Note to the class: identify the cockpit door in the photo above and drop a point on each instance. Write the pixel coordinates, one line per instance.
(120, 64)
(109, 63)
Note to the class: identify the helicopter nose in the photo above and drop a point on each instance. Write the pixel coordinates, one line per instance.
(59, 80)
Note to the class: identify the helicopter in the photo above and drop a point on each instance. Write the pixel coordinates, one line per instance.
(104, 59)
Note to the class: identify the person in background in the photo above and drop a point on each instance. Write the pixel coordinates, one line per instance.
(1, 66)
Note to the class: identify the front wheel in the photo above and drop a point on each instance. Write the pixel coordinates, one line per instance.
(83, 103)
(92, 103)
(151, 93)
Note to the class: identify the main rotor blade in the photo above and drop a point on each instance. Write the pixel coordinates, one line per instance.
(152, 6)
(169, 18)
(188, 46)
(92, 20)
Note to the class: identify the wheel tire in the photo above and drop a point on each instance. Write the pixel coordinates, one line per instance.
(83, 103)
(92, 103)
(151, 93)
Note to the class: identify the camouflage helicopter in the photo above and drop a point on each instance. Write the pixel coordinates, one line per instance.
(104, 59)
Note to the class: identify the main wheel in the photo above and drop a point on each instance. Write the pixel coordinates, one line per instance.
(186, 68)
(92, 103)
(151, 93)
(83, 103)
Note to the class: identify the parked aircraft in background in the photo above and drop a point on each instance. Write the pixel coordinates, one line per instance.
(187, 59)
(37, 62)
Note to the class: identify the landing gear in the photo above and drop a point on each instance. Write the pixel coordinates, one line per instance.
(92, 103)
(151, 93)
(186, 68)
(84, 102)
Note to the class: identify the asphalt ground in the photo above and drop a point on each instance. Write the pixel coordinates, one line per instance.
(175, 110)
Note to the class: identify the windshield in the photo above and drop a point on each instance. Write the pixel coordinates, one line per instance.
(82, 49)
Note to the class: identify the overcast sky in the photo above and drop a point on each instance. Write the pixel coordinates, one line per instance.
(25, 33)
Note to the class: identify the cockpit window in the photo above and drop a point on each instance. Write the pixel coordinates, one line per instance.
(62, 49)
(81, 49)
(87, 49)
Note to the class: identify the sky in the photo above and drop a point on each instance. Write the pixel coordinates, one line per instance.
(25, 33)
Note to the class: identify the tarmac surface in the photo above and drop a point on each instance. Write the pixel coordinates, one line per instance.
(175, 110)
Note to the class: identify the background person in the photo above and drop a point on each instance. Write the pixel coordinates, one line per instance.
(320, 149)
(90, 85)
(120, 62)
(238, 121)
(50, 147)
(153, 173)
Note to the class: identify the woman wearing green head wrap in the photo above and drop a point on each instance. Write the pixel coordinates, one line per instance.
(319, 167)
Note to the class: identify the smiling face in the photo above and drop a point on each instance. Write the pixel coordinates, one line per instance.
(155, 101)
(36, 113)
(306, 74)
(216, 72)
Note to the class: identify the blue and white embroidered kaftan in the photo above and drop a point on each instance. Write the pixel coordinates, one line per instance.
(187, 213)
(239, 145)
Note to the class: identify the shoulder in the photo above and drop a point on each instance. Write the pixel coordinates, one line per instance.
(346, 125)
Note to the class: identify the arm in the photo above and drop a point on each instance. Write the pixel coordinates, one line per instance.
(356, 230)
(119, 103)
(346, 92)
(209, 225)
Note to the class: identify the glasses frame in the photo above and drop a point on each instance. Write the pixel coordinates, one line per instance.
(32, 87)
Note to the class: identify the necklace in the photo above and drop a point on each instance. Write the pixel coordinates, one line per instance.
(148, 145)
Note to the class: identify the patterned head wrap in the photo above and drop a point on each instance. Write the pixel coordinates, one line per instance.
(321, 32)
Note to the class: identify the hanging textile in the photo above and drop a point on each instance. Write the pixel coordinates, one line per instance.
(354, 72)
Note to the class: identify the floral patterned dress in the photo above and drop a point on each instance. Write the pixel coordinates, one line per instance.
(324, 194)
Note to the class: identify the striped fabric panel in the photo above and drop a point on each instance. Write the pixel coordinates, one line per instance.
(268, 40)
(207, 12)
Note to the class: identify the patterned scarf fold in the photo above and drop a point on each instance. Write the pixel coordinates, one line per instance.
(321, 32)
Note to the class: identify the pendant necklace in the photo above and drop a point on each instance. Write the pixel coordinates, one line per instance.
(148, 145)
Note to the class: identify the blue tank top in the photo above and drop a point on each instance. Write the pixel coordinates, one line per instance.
────────────────────
### Aim of the task
Every record shown above must be echoed exactly.

### Exercise output
Note to the class: identify the cockpit door in the photo above and drop a point on each instance. Write the pixel coordinates, one line per instance.
(120, 64)
(109, 63)
Note to the class: identify the helicopter nose in the photo above and drop a point on each instance. Write the pixel coordinates, one line per instance.
(59, 80)
Note to the class: identify the helicopter in the photo above and drop a point on each instance. Write the pixel coordinates, one line per instance.
(104, 59)
Note to the class: identify the person in background in the photo above and drop a point on each instance. Write the pixel coordinates, one line per instance.
(1, 66)
Note to the class: identify the front wheel in the photo above and drop a point on each instance. Write the pixel coordinates, one line per instance.
(83, 103)
(92, 103)
(151, 93)
Note to the class: identify the main rotor blade in the photo above and drop a point on each instance. Write the pixel coordinates, one line per instance.
(152, 6)
(169, 18)
(188, 46)
(92, 20)
Note to the class: identify the wheel tire in the photo above and drop a point on each instance. Write the pixel coordinates, one line per instance.
(83, 103)
(92, 103)
(151, 93)
Note to the class: identify the camouflage helicopter in the photo above and drop a point on each instance. Write the pixel coordinates, one line per instance.
(104, 59)
Note to the class: identify the main wheel in the photo above and drop a point on each instance. Write the pixel coordinates, one line per instance.
(186, 68)
(92, 103)
(151, 93)
(83, 103)
Note to the class: identify the parked aircraft in background in the photo above and drop a point on each instance. Write the pixel coordinates, one line per instance.
(187, 59)
(37, 62)
Note to the class: identify the landing gear in the photo above and drop a point on each instance. Write the pixel coordinates, one line per instance.
(92, 103)
(151, 93)
(186, 68)
(84, 102)
Note to the class: identify the asphalt ground in the photo above and drop a point on each instance. Write the pixel coordinates, one line per instance.
(175, 110)
Note to the class: identify the windshield in the photo above and drop a point on each instance. Write the pixel coordinates, one line per instance.
(82, 49)
Note to the class: identify the overcast sky in the photo above and drop a point on each instance. Write the pixel coordinates, one line per instance.
(25, 33)
Note to the class: identify the cockpit window in the photo above and drop a point on each instance. Write the pixel coordinates, one line per instance.
(62, 49)
(81, 49)
(87, 49)
Note to the class: identify the sky in the photo above and drop a point on each instance. Write the pixel coordinates, one line per instance.
(25, 33)
Note to the class: identify the tarmac surface in the photo above and drop a point on each instance. Write the pixel coordinates, one line per instance.
(175, 110)
Note to the class: identify the background person in the photo above and drop a point on each instance. Write the pixel coordinates, one line per instance.
(320, 149)
(90, 85)
(120, 62)
(238, 121)
(50, 147)
(153, 173)
Note to the class: identify the woman wearing green head wrap in the photo above and drop a point on each instance. Write the pixel coordinates, one line per instance.
(319, 167)
Note to the class: identify the smiling face in the photo above and drop a point on each instance. Write the pixel coordinates, one line per instance.
(155, 101)
(36, 113)
(306, 74)
(216, 72)
Note to the class: identify the blue and white embroidered kaftan in the photo above and drop a point on each instance. Write the pixel coordinates, one line per instance.
(187, 213)
(239, 145)
Note to the class: identify the shoulder in the photo above and drop a point on each instance. Write the pixel coordinates, one line per instance.
(346, 125)
Note to the class: identify the arm in the photo above and drop a point on each instance. Write the pixel coordinates, one line per instance.
(356, 230)
(119, 103)
(346, 92)
(209, 225)
Note to the class: identify the glasses frame in the photo above and drop a point on each instance. Write the pixel coordinates, one line per instance.
(32, 87)
Note to the class: identify the necklace in the photo above and drop a point on each instance. Write the pixel coordinates, one line per instance.
(148, 145)
Note to the class: identify the patterned head wrap in the photo above and drop a point on each instance. Write the pixel coordinates, one line per instance.
(321, 32)
Note to the class: identify the hanging textile in the photo above and drop a point on each instance. Write the pixel coordinates, one line per instance.
(354, 72)
Note to the class: identify the floral patterned dress in the photo above and drop a point on each instance. Write the pixel coordinates, one line per instance.
(324, 194)
Note to the class: identify the striped fabric panel in the photo above and drop a point on each instance. Write the pixel coordinates, one line per instance.
(268, 40)
(207, 12)
Note to the class: identify the patterned scarf fold in the photo above and drop a point on each instance. Write the pixel coordinates, one line per instance.
(321, 32)
Note to the class: identify the pendant necklace in the photo above and drop a point on each instance. Write the pixel coordinates, one line per instance.
(148, 145)
Note to the class: identify the blue tank top in the photo above and drop a point on each instance. Write the pixel coordinates, one line per instance.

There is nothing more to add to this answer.